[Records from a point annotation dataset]
===

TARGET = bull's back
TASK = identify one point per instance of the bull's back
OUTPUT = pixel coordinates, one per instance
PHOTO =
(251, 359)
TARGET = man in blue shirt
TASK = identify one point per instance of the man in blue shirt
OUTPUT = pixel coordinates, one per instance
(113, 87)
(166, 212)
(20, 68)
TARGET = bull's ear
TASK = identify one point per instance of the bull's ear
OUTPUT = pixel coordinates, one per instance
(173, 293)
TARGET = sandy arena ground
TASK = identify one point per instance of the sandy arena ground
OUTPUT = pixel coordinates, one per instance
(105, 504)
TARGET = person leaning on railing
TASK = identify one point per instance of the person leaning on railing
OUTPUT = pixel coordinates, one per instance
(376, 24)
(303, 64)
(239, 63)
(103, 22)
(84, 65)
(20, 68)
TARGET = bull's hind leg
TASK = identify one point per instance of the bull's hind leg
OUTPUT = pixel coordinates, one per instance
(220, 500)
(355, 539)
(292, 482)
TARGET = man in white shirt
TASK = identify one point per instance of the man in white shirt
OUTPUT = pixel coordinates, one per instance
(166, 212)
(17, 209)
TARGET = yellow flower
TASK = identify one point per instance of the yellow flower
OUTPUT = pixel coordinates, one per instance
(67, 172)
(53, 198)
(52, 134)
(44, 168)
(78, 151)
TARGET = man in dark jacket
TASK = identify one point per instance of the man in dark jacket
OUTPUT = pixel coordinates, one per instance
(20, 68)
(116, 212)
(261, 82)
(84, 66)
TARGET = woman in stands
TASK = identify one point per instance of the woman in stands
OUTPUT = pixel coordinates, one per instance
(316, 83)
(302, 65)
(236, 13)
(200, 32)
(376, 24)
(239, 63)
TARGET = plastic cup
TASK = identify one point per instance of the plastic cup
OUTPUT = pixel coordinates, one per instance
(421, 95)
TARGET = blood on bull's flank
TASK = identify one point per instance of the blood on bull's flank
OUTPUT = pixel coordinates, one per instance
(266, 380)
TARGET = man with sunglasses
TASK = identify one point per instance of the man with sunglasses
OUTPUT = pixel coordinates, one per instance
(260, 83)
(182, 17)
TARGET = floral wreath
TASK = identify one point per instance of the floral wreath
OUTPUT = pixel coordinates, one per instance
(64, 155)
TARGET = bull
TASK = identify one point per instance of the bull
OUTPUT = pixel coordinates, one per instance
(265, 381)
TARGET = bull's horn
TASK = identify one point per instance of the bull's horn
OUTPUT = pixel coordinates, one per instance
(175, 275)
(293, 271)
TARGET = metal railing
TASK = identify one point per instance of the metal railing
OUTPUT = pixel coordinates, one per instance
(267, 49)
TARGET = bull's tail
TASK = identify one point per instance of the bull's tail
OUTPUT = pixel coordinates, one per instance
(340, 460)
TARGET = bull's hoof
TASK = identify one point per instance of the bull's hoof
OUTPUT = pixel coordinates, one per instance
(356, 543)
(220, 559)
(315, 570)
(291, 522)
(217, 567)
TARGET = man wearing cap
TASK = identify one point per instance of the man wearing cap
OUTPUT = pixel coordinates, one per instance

===

• THE REQUEST: Render every line of the records above as a numbered list, skipping any blank lines.

• WRITTEN RESPONSE:
1. TARGET = bull's back
2. TASK = identify one point per instance of the bull's back
3. OUTPUT = pixel coordinates, one per instance
4. PHOTO =
5. (251, 359)
6. TARGET = man in blue shirt
7. TASK = identify one point per instance of the man in blue shirt
8. OUTPUT = pixel coordinates, one per instance
9. (113, 87)
10. (166, 212)
11. (20, 68)
12. TARGET = bull's ear
13. TASK = identify one point per instance of the bull's ear
14. OUTPUT = pixel coordinates, one per instance
15. (173, 293)
16. TARGET = sandy arena ground
17. TASK = identify one point per instance of the sandy arena ground
18. OUTPUT = pixel coordinates, one per instance
19. (105, 504)
20. TARGET = person leaning on railing
21. TASK = identify one point per instance of the person leaning on railing
22. OUTPUT = pixel coordinates, one per instance
23. (376, 24)
24. (303, 64)
25. (239, 63)
26. (103, 22)
27. (84, 65)
28. (20, 68)
29. TARGET = bull's hind leg
30. TASK = identify one point per instance of the bull's hind leg
31. OUTPUT = pixel coordinates, one per instance
32. (220, 500)
33. (355, 539)
34. (292, 482)
35. TARGET = man in white shirt
36. TASK = identify one point per instance of the man in white shirt
37. OUTPUT = pixel coordinates, one per instance
38. (166, 212)
39. (17, 209)
40. TARGET = yellow flower
41. TASK = identify one point per instance of the yellow flower
42. OUTPUT = pixel coordinates, one per instance
43. (67, 172)
44. (53, 198)
45. (52, 134)
46. (44, 168)
47. (78, 151)
48. TARGET = man in dark jacket
49. TASK = identify one point per instance of the man in dark jacket
50. OUTPUT = pixel coordinates, one per instance
51. (20, 68)
52. (116, 212)
53. (261, 82)
54. (84, 66)
55. TARGET = woman in stands
56. TASK = identify one point per instance of the woman in stands
57. OUTPUT = pixel coordinates, one per instance
58. (316, 83)
59. (302, 65)
60. (236, 13)
61. (200, 32)
62. (376, 24)
63. (239, 63)
64. TARGET = plastic cup
65. TASK = identify one point per instance of the plastic cup
66. OUTPUT = pixel coordinates, one per instance
67. (421, 95)
68. TARGET = blood on bull's flank
69. TASK = identify one point per instance of the blood on bull's flank
70. OUTPUT = pixel coordinates, one per instance
71. (266, 380)
72. TARGET = man with sunglasses
73. TASK = identify one point per instance of the man with sunglasses
74. OUTPUT = pixel coordinates, one per instance
75. (260, 83)
76. (182, 17)
77. TARGET = floral wreath
78. TASK = identify one point per instance of the floral wreath
79. OUTPUT = pixel coordinates, one per instance
80. (64, 155)
81. TARGET = bull
82. TASK = identify one point per instance of the bull
83. OUTPUT = pixel coordinates, one per instance
84. (265, 381)
85. TARGET = bull's horn
86. TASK = identify one point per instance of the bull's horn
87. OUTPUT = pixel coordinates, one per instance
88. (175, 275)
89. (293, 271)
90. TARGET = metal railing
91. TASK = identify one point per instance of the metal railing
92. OUTPUT = pixel coordinates, one per instance
93. (267, 49)
94. TARGET = bull's tail
95. TASK = identify one point per instance of the bull's tail
96. OUTPUT = pixel coordinates, one per instance
97. (340, 460)
98. TARGET = bull's hoof
99. TASK = identify one point per instance of the bull's hoof
100. OUTPUT = pixel coordinates, one per instance
101. (356, 543)
102. (220, 559)
103. (315, 570)
104. (291, 522)
105. (217, 567)
106. TARGET = man wearing cap
107. TASK = identify one point per instance of the man wearing cap
108. OUTPUT = pixel coordinates, one per instance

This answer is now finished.